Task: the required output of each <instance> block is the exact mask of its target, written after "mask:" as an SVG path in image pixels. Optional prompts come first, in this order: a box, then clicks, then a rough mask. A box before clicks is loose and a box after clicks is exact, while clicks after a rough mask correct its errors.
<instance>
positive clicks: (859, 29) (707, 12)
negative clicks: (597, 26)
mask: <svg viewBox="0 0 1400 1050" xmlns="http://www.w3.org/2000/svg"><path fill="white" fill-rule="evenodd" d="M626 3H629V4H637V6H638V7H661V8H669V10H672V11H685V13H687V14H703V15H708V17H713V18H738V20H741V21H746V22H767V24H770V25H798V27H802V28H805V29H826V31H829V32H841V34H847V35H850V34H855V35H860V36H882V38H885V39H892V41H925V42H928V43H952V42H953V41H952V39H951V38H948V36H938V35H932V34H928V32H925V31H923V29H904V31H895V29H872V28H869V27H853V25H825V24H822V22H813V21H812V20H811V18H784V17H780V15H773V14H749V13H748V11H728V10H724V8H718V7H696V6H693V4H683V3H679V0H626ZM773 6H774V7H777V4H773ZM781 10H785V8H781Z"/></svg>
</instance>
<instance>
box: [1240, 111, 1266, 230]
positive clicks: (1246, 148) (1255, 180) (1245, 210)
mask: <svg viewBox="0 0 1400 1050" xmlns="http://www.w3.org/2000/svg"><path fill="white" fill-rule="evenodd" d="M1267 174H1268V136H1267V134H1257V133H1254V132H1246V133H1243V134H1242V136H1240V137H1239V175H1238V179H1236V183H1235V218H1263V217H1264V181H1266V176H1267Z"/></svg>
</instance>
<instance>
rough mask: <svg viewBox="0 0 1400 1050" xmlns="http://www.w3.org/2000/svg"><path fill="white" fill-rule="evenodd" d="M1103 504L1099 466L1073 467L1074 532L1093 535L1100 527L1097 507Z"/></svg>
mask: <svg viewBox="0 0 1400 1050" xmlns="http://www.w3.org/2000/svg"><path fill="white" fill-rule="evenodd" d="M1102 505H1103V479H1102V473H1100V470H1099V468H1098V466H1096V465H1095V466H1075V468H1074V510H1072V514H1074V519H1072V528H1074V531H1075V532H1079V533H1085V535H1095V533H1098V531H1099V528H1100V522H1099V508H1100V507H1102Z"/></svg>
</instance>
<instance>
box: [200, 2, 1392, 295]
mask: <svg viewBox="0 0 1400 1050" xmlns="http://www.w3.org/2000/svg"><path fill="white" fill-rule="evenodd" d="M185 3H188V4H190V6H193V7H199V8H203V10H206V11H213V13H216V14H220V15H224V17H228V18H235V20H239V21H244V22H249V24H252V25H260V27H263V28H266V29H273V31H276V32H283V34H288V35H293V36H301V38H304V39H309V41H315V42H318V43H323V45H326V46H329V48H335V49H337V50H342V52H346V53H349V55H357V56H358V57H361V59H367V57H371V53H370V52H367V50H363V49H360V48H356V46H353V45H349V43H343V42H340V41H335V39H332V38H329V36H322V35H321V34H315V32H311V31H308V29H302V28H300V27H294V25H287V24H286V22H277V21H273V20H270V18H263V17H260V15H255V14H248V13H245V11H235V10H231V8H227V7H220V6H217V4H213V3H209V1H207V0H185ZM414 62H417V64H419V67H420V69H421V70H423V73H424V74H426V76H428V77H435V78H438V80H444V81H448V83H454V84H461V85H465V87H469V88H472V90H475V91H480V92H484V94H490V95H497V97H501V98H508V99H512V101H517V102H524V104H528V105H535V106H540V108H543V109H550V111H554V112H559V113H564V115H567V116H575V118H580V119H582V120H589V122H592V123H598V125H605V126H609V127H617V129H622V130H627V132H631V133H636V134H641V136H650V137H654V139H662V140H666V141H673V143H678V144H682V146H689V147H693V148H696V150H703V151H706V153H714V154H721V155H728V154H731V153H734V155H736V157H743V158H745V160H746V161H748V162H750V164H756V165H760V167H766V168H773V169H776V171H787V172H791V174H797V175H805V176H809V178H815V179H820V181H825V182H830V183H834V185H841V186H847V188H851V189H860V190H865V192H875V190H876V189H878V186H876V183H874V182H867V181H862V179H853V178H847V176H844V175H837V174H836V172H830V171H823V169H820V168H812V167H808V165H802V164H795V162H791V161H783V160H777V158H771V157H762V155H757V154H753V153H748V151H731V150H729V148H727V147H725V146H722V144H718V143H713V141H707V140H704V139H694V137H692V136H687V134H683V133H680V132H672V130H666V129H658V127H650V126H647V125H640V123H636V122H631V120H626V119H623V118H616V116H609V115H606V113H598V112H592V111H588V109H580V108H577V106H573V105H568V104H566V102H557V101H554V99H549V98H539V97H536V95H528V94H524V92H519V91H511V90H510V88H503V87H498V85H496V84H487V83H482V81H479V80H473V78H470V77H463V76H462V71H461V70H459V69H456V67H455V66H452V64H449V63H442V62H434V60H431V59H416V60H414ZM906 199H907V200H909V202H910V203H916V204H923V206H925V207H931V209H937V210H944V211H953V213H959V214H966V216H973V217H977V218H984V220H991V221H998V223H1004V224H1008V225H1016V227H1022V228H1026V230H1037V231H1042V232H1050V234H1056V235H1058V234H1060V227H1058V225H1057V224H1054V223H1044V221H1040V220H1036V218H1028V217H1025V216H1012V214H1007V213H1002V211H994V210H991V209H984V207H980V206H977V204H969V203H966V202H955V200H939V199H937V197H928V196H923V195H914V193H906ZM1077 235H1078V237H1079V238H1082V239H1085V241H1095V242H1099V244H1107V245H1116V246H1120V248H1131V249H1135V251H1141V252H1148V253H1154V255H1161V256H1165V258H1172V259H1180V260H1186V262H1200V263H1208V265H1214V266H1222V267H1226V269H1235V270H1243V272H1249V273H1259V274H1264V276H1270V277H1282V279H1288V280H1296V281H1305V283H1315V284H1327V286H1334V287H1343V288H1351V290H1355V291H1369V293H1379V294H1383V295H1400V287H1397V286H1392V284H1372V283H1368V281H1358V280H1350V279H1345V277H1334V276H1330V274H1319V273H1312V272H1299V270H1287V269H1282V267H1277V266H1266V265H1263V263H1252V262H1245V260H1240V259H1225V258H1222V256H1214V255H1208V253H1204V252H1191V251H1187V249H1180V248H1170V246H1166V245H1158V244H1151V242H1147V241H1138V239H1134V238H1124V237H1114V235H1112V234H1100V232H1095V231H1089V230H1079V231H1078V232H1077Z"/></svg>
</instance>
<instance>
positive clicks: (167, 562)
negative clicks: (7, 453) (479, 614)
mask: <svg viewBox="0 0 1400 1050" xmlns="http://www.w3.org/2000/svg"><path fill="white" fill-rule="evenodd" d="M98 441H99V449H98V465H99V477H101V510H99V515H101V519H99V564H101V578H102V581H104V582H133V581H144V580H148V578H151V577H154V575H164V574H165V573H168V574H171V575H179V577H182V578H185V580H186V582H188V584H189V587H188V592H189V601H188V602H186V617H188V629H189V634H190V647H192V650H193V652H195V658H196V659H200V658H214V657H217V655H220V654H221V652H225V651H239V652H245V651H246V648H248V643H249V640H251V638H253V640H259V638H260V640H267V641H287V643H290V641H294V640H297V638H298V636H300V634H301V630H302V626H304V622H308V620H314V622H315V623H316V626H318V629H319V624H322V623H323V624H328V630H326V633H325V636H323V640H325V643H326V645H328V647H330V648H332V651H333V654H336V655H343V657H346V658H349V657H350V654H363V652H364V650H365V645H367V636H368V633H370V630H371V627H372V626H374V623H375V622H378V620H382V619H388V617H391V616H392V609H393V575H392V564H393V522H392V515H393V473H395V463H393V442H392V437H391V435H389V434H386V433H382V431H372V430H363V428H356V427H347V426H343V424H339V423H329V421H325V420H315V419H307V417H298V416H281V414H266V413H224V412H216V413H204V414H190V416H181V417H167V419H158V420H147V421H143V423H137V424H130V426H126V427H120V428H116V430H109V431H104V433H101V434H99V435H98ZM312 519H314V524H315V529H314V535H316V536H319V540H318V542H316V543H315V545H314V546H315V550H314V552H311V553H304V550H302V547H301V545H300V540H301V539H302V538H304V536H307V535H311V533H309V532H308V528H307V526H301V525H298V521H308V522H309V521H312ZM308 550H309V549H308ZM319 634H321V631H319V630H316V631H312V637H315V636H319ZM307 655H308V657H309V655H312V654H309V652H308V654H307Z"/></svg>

◆ **Problem to solve**
Using the data above, restate word for word the lines from its opening line through the line that contains "box: [1240, 111, 1266, 230]", and no more.

◆ **Answer area**
Task: the required output of each <instance> block is the exact mask of its target, written after "mask:" as an SVG path in image pixels. Optional prompts come first, in this order: a box, then clicks, then a rough mask. A box before clicks is loose and a box after clicks is exact, while clicks after a rough mask correct its errors.
<instance>
positive clicks: (859, 29) (707, 12)
negative clicks: (597, 26)
mask: <svg viewBox="0 0 1400 1050" xmlns="http://www.w3.org/2000/svg"><path fill="white" fill-rule="evenodd" d="M626 3H629V4H637V6H638V7H661V8H669V10H672V11H685V13H687V14H703V15H708V17H713V18H738V20H741V21H746V22H767V24H770V25H798V27H802V28H805V29H826V31H829V32H841V34H847V35H850V34H855V35H860V36H882V38H885V39H892V41H925V42H928V43H952V42H953V41H952V39H951V38H948V36H938V35H932V34H928V32H925V31H923V29H904V31H895V29H872V28H869V27H853V25H825V24H822V22H813V21H812V20H811V18H784V17H780V15H773V14H749V13H748V11H728V10H724V8H718V7H696V6H693V4H683V3H679V0H626ZM773 6H774V7H777V4H773ZM781 10H785V8H781Z"/></svg>
</instance>
<instance>
box: [1240, 111, 1266, 230]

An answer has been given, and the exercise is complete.